The key parameter to optimize for a given SVM kernel is the C parameter. Here is example code from sklearn that shows how to optimize C on a development set.

In [66]:
%matplotlib inline

import numpy as np
from sklearn import model_selection, datasets, svm

digits = datasets.load_digits()
X = digits.data
y = digits.target

svc = svm.SVC(kernel='linear')
C_s = np.logspace(-10, 0, 10)

scores = list()
scores_std = list()
for C in C_s:
    svc.C = C
    this_scores = model_selection.cross_val_score(svc, X, y, n_jobs=1, cv=5)
    scores.append(np.mean(this_scores))
    scores_std.append(np.std(this_scores))

*Dataset content*.
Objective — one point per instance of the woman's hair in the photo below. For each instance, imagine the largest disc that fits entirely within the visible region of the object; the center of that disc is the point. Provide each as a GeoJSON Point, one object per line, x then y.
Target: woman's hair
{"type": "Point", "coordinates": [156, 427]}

*Task set*.
- A) Decide whether each statement agrees with the SVM excerpt, answering yes or no and quoting the words from the excerpt that settle it: (i) The classifier uses a linear kernel. (ii) Cross-validation is run with 10 folds. (iii) C is named as the key parameter to optimize for a given SVM kernel.
- B) Which dataset does the code in the SVM excerpt load?
The material plays no part in what is asked here.

*In response*.
- A)
(i) Yes: "svc = svm.SVC(kernel='linear')"
(ii) No: "cv=5"
(iii) Yes: "The key parameter to optimize for a given SVM kernel is the C parameter."

- B) The digits dataset, loaded with datasets.load_digits().